Start of Records to use

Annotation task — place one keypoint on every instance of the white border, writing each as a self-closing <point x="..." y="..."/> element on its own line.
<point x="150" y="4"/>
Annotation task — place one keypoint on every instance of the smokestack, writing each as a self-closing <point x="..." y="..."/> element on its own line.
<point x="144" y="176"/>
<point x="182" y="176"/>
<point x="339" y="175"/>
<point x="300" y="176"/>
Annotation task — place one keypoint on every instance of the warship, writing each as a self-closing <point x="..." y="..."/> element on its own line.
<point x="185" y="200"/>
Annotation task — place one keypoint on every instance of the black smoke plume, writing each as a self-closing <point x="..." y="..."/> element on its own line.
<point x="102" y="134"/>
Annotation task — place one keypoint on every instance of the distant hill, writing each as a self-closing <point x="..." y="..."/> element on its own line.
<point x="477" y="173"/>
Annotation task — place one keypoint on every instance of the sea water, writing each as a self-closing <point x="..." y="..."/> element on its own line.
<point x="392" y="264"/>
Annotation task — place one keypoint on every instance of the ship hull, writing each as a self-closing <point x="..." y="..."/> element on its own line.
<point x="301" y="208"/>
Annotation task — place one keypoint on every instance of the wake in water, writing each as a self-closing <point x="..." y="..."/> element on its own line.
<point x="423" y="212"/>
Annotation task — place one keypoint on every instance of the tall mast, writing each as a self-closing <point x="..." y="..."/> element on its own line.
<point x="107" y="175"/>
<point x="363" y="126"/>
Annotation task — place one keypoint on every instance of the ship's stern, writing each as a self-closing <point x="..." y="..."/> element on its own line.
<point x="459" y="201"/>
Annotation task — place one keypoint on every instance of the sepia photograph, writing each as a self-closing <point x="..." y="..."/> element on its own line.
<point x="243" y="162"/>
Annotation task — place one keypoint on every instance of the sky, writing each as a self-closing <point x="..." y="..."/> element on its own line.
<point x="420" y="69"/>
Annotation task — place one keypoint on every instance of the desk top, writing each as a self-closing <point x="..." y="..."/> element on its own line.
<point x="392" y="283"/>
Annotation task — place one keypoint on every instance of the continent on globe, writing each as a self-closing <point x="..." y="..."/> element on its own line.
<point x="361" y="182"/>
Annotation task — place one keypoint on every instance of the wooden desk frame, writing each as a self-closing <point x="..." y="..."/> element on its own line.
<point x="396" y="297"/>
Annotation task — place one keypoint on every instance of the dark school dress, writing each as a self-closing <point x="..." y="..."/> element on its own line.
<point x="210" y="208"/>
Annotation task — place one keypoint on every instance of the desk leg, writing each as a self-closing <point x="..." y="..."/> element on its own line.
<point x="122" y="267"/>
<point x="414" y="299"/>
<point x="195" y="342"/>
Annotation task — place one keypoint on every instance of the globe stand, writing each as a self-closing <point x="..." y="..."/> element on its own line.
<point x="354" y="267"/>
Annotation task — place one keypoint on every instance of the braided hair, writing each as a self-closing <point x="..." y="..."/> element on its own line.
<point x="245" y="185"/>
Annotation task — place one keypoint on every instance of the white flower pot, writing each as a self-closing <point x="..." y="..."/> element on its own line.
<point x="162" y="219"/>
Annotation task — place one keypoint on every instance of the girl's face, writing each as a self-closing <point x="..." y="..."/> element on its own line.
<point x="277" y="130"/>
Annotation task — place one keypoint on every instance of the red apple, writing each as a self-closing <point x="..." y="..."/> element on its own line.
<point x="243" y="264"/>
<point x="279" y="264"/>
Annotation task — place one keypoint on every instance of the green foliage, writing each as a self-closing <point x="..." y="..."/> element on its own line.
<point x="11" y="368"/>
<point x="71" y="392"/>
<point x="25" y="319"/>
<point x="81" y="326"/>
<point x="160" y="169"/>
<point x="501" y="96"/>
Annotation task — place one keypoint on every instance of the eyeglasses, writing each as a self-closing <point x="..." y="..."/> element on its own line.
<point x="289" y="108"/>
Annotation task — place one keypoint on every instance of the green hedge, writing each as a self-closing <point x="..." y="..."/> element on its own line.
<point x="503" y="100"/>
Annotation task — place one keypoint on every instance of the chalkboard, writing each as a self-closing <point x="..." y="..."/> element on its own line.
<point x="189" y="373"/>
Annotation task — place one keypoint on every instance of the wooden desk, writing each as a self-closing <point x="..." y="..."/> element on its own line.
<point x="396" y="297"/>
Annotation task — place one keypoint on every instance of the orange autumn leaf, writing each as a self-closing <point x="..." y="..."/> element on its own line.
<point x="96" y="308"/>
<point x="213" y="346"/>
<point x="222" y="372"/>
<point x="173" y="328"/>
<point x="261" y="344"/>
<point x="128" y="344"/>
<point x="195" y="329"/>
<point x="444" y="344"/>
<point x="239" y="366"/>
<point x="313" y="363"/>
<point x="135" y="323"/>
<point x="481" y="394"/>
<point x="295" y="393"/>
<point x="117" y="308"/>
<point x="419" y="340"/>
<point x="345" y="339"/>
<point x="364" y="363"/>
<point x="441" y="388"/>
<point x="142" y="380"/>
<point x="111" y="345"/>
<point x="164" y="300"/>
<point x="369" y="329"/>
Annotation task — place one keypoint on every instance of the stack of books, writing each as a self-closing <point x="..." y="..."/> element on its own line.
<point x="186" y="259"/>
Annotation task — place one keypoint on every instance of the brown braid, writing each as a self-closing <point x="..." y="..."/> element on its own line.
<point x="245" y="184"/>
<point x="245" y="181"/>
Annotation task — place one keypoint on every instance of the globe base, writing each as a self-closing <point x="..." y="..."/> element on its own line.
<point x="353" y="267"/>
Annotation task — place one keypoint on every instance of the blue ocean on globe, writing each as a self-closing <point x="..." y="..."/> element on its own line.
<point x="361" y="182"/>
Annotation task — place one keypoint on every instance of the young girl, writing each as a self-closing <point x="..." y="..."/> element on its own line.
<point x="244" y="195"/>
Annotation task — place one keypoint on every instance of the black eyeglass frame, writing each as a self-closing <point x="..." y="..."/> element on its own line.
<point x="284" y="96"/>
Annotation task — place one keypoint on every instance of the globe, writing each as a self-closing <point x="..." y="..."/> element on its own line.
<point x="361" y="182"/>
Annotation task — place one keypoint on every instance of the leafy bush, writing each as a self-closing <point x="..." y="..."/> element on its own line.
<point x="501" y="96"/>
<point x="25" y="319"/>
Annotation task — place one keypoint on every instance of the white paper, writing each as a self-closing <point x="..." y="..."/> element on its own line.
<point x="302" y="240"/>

End of Records to use

Retype every record above exactly as written.

Annotation task — place one keypoint on every instance of the white border, writing each as a self-closing <point x="..." y="..."/> element on its own line.
<point x="150" y="4"/>
Annotation task — place one keypoint on every instance of the smokestack, writing each as a self-closing <point x="..." y="..."/> element on its own line.
<point x="144" y="176"/>
<point x="182" y="176"/>
<point x="339" y="175"/>
<point x="300" y="176"/>
Annotation task — place one keypoint on every instance of the warship, writing each as a self-closing <point x="..." y="..."/> element on its own line.
<point x="185" y="200"/>
Annotation task — place one keypoint on every instance of the black smoke plume, writing each as a self-closing <point x="..." y="..."/> element on its own line.
<point x="102" y="134"/>
Annotation task — place one keypoint on every instance of the distant hill, writing each as a self-closing <point x="..." y="..."/> element on its own line.
<point x="477" y="173"/>
Annotation task — place one keypoint on every instance of the sea water, writing each as a self-closing <point x="..." y="..."/> element on its own line.
<point x="392" y="264"/>
Annotation task — place one keypoint on every instance of the ship hull, writing each as a self-closing <point x="..." y="..."/> element on its own line.
<point x="301" y="208"/>
Annotation task — place one keypoint on every instance of the wake in water, writing each as a self-closing <point x="..." y="..."/> element on its own line.
<point x="423" y="212"/>
Annotation task — place one keypoint on every instance of the tall mast, writing each as a self-closing <point x="..." y="..."/> element on its own line.
<point x="107" y="175"/>
<point x="363" y="126"/>
Annotation task — place one keypoint on every instance of the ship's stern, writing each as a self-closing <point x="..." y="..."/> element on its own line.
<point x="459" y="201"/>
Annotation task — place one keypoint on every instance of the sepia photograph, writing each as a self-closing <point x="..." y="..."/> element on its own line.
<point x="243" y="162"/>
Annotation task — place one keypoint on every instance of the sky, writing each as a self-closing <point x="..." y="..."/> element on its own line.
<point x="420" y="69"/>
Annotation task — place one keypoint on every instance of the desk top, writing each as a self-closing <point x="..." y="..."/> element on its own line.
<point x="392" y="283"/>
Annotation task — place one keypoint on every instance of the continent on globe, writing each as a self-closing <point x="..." y="..."/> element on its own line.
<point x="361" y="182"/>
Annotation task — place one keypoint on every instance of the wooden desk frame, writing each as a self-closing <point x="..." y="..."/> element on its own line.
<point x="396" y="297"/>
Annotation task — place one keypoint on every instance of the dark school dress, writing each as a self-closing <point x="..." y="..."/> element on its own line.
<point x="210" y="208"/>
Annotation task — place one keypoint on every instance of the desk leg, writing each as a self-closing <point x="..." y="..."/> element on its own line.
<point x="122" y="267"/>
<point x="414" y="299"/>
<point x="195" y="342"/>
Annotation task — place one keypoint on every instance of the globe stand, writing each as a self-closing <point x="..." y="..."/> element on its own line.
<point x="354" y="267"/>
Annotation task — place one keypoint on every instance of the braided hair, writing each as a self-closing <point x="..." y="..."/> element on its own line.
<point x="245" y="185"/>
Annotation task — place one keypoint on every instance of the white flower pot, writing each as a self-closing <point x="..." y="..."/> element on its own line.
<point x="162" y="219"/>
Annotation task — place one keypoint on every instance of the girl's face, writing each as a self-closing <point x="..." y="..."/> element on its own line.
<point x="277" y="130"/>
Annotation task — place one keypoint on every instance of the red apple, writing each as a self-closing <point x="..." y="..."/> element on its own line.
<point x="243" y="264"/>
<point x="279" y="264"/>
Annotation task — place one keypoint on every instance of the green foliage, writing each as a self-closing <point x="..." y="..."/> element on its own line.
<point x="11" y="368"/>
<point x="71" y="392"/>
<point x="25" y="319"/>
<point x="81" y="326"/>
<point x="160" y="169"/>
<point x="501" y="96"/>
Annotation task — place one keypoint on every instance of the eyeglasses, writing each as a self-closing <point x="..." y="..."/> element on its own line.
<point x="289" y="108"/>
Annotation task — place one keypoint on every instance of the green hedge, writing each as a self-closing <point x="..." y="..."/> element on its own line.
<point x="503" y="100"/>
Annotation task — place one keypoint on every instance of the chalkboard, writing each as a self-closing <point x="..." y="..."/> element on its own line.
<point x="189" y="373"/>
Annotation task — place one keypoint on every instance of the wooden desk, writing each as a self-closing <point x="..." y="..."/> element on its own line.
<point x="396" y="297"/>
Annotation task — place one keypoint on every instance of the orange autumn leaf, writing each as a self-closing <point x="..." y="..."/> element on its own line.
<point x="96" y="308"/>
<point x="213" y="346"/>
<point x="222" y="372"/>
<point x="173" y="328"/>
<point x="261" y="344"/>
<point x="128" y="344"/>
<point x="195" y="329"/>
<point x="444" y="344"/>
<point x="239" y="366"/>
<point x="313" y="363"/>
<point x="135" y="323"/>
<point x="481" y="394"/>
<point x="295" y="393"/>
<point x="117" y="308"/>
<point x="419" y="340"/>
<point x="345" y="339"/>
<point x="364" y="363"/>
<point x="441" y="388"/>
<point x="142" y="380"/>
<point x="111" y="345"/>
<point x="164" y="300"/>
<point x="369" y="329"/>
Annotation task — place one keypoint on every instance of the stack of books, writing each as a self-closing <point x="..." y="..."/> element on its own line.
<point x="186" y="259"/>
Annotation task — place one keypoint on every instance of the brown braid, writing each as a self-closing <point x="..." y="..."/> element on its own line.
<point x="245" y="184"/>
<point x="245" y="181"/>
Annotation task — place one keypoint on every instance of the globe base, writing each as a self-closing <point x="..." y="..."/> element on its own line.
<point x="353" y="267"/>
Annotation task — place one keypoint on every instance of the blue ocean on globe, writing each as a self-closing <point x="..." y="..."/> element on its own line.
<point x="361" y="182"/>
Annotation task — place one keypoint on every instance of the young girl, writing each as a self-closing <point x="..." y="..."/> element on its own line.
<point x="244" y="195"/>
Annotation task — place one keypoint on every instance of the black eyeglass frame, writing each as a self-closing <point x="..." y="..."/> element on its own line.
<point x="284" y="96"/>
Annotation task — place one keypoint on every instance of the globe, writing each as a self-closing <point x="..." y="..."/> element on its own line.
<point x="361" y="182"/>
Annotation task — place one keypoint on every instance of the leafy bush, writing each as a self-closing <point x="..." y="..."/> element on its own line.
<point x="501" y="96"/>
<point x="25" y="319"/>
Annotation task — place one keypoint on every instance of the white paper, writing each as a self-closing <point x="..." y="..."/> element on its own line.
<point x="302" y="240"/>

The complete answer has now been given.